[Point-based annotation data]

——

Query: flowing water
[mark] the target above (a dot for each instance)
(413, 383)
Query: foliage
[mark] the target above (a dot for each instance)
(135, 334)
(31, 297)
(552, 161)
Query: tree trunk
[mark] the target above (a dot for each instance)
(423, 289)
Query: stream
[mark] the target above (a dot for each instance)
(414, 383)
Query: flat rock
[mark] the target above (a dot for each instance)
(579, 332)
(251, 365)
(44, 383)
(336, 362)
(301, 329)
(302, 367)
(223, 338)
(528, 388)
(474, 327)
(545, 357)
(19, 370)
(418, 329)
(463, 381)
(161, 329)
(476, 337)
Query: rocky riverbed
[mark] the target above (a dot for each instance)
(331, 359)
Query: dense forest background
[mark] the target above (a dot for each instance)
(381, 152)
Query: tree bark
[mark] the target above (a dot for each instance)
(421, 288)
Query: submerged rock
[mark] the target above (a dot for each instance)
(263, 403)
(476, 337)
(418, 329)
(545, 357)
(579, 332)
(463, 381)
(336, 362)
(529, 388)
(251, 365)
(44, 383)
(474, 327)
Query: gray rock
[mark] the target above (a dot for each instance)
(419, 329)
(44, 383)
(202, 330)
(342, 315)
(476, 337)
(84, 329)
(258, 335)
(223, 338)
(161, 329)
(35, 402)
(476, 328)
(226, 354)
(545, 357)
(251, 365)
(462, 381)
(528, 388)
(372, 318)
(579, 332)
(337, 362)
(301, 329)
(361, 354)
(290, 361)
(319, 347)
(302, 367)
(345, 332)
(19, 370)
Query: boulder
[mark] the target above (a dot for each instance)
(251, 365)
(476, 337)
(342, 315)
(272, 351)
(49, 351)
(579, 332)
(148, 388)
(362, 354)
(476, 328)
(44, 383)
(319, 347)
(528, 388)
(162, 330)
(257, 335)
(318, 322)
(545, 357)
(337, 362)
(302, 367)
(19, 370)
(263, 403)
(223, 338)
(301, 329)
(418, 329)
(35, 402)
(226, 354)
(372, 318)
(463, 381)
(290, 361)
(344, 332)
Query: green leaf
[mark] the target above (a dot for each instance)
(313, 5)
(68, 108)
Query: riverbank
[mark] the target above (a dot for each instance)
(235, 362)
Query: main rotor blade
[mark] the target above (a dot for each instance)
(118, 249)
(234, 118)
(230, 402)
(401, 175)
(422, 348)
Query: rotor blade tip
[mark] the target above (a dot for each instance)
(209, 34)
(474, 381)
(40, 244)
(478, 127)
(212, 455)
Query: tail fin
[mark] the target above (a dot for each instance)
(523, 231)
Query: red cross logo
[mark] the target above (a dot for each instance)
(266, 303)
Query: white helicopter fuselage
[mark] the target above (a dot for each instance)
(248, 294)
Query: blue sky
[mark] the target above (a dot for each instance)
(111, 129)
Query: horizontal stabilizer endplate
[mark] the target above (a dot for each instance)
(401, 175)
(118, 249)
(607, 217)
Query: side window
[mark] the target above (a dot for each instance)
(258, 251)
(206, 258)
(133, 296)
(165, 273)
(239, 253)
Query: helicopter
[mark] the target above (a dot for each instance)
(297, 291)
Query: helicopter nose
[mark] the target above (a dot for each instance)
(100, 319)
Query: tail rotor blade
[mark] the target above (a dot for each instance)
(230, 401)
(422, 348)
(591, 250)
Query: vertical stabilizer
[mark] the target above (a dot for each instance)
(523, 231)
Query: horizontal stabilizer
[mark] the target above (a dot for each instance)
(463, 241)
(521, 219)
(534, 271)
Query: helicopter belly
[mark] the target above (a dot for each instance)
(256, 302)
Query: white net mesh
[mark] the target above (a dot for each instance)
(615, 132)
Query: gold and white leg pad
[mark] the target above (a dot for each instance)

——

#### Exercise aim:
Transcribe every line of the data above, reproducing each character without alteration.

#### Complete output:
Query: flowing water
[mark] the target above (a dot for each instance)
(413, 383)
Query: foliage
[mark] the target above (a dot for each instance)
(135, 334)
(31, 297)
(552, 161)
Query: tree trunk
[mark] the target above (a dot for each instance)
(423, 289)
Query: stream
[mark] the target above (a dot for each instance)
(414, 383)
Query: flat rock
[mark] the target above (a dot for each instance)
(579, 332)
(251, 365)
(44, 383)
(336, 362)
(301, 329)
(302, 367)
(223, 338)
(528, 388)
(474, 327)
(545, 357)
(19, 370)
(418, 329)
(463, 381)
(161, 329)
(476, 337)
Query: rocky riverbed
[mark] the target above (a dot for each instance)
(331, 359)
Query: dense forest background
[mark] the target above (a dot for each instance)
(381, 152)
Query: tree bark
[mark] the target above (a dot for each instance)
(421, 288)
Query: submerged rock
[mark] the target above (a dot for each instance)
(263, 403)
(476, 337)
(418, 329)
(545, 357)
(579, 332)
(463, 381)
(336, 362)
(529, 388)
(251, 365)
(44, 383)
(474, 327)
Query: gray rock
[mark] the target above (a dot for each instance)
(419, 329)
(44, 383)
(202, 330)
(342, 315)
(476, 337)
(84, 329)
(258, 335)
(223, 338)
(161, 329)
(35, 402)
(476, 328)
(226, 354)
(545, 357)
(251, 365)
(462, 381)
(528, 388)
(372, 318)
(579, 332)
(337, 362)
(301, 329)
(361, 354)
(290, 361)
(319, 347)
(302, 367)
(345, 332)
(19, 370)
Query: boulder
[mark] the target above (a dot for each instance)
(251, 365)
(476, 337)
(342, 315)
(272, 351)
(49, 351)
(579, 332)
(148, 388)
(362, 354)
(476, 328)
(44, 383)
(319, 347)
(528, 388)
(162, 330)
(257, 335)
(318, 322)
(545, 357)
(337, 362)
(302, 367)
(19, 370)
(263, 403)
(223, 338)
(301, 329)
(418, 329)
(35, 402)
(226, 354)
(372, 318)
(463, 381)
(290, 361)
(344, 332)
Query: green leaf
[mark] the target above (a dot for each instance)
(313, 5)
(68, 108)
Query: riverbank
[mark] the target above (a dot for each instance)
(235, 362)
Query: main rotor blade
[mark] the target above (a dot for each instance)
(118, 249)
(234, 118)
(230, 402)
(401, 175)
(422, 348)
Query: rotor blade tip
[mark] the target above (a dot for each instance)
(209, 34)
(474, 381)
(40, 244)
(478, 127)
(212, 455)
Query: tail fin
[mark] the target above (a dot for each instance)
(523, 231)
Query: red cross logo
[mark] the target above (a dot for each instance)
(266, 303)
Query: white helicopter fuselage
[mark] the target above (a dot for each instance)
(248, 294)
Query: blue sky
[mark] the target above (a dot for each instance)
(111, 129)
Query: horizontal stabilizer endplate
[mark] the target above (a dot for each instance)
(401, 175)
(118, 249)
(607, 217)
Query: side window
[mark] the target above (a dot for each instance)
(258, 251)
(206, 258)
(133, 296)
(165, 273)
(239, 253)
Query: helicopter
[mark] the target above (a dot for each instance)
(297, 291)
Query: helicopter nose
[mark] the target above (a dot for each instance)
(100, 319)
Query: tail rotor blade
[mark] the target above (a dot for each instance)
(230, 401)
(422, 348)
(591, 250)
Query: vertical stabilizer
[mark] the target above (a dot for each instance)
(523, 231)
Query: horizontal stabilizer
[mark] the target above (a dot for each instance)
(463, 241)
(521, 219)
(534, 271)
Query: helicopter belly
[mark] the target above (a dot for each instance)
(256, 302)
Query: white net mesh
[mark] the target above (a dot for each instance)
(615, 132)
Query: gold and white leg pad
[mark] the target above (a dot for each instance)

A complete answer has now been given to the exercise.